* [WRITTEN TASK]: Every entry must be copied word for word.
___ EXTRACTED RECORDS
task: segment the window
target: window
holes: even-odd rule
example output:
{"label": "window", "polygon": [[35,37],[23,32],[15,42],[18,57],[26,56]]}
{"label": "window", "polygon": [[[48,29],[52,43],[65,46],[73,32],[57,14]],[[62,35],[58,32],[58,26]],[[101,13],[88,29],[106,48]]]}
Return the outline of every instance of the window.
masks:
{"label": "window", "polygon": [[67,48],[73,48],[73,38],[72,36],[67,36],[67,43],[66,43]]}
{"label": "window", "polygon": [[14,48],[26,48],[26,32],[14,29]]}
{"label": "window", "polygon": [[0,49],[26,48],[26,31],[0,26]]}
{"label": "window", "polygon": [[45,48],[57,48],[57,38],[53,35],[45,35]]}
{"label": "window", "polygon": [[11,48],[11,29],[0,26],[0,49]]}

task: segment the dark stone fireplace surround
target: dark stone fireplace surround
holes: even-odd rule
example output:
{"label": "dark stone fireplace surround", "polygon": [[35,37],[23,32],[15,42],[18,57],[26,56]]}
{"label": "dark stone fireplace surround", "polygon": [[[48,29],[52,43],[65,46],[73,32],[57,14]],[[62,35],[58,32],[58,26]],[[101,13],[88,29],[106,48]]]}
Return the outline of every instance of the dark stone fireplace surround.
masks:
______
* [ANSWER TO THIS EXERCISE]:
task: segment the window
target: window
holes: even-odd rule
example output:
{"label": "window", "polygon": [[35,37],[23,32],[15,42],[18,57],[26,56]]}
{"label": "window", "polygon": [[[48,29],[52,43],[65,46],[73,32],[57,14]],[[62,35],[58,32],[58,26]],[[101,13],[88,29],[106,48]]]}
Return the outline of every instance of the window.
masks:
{"label": "window", "polygon": [[67,48],[73,48],[73,38],[72,36],[67,36],[67,43],[66,43]]}
{"label": "window", "polygon": [[14,48],[26,48],[26,32],[14,29]]}
{"label": "window", "polygon": [[0,49],[26,48],[26,31],[0,26]]}
{"label": "window", "polygon": [[45,48],[57,48],[57,38],[53,35],[45,35]]}
{"label": "window", "polygon": [[11,48],[11,29],[0,26],[0,49]]}

task: segment the dark stone fireplace surround
target: dark stone fireplace surround
holes: even-odd rule
example output:
{"label": "dark stone fireplace surround", "polygon": [[35,37],[23,32],[15,42],[18,57],[26,56]]}
{"label": "dark stone fireplace surround", "polygon": [[[48,29],[52,43],[65,46],[73,32],[57,14]],[[62,35],[58,32],[58,26]],[[101,13],[88,29],[106,48]]]}
Return the outline of every instance of the dark stone fireplace surround.
masks:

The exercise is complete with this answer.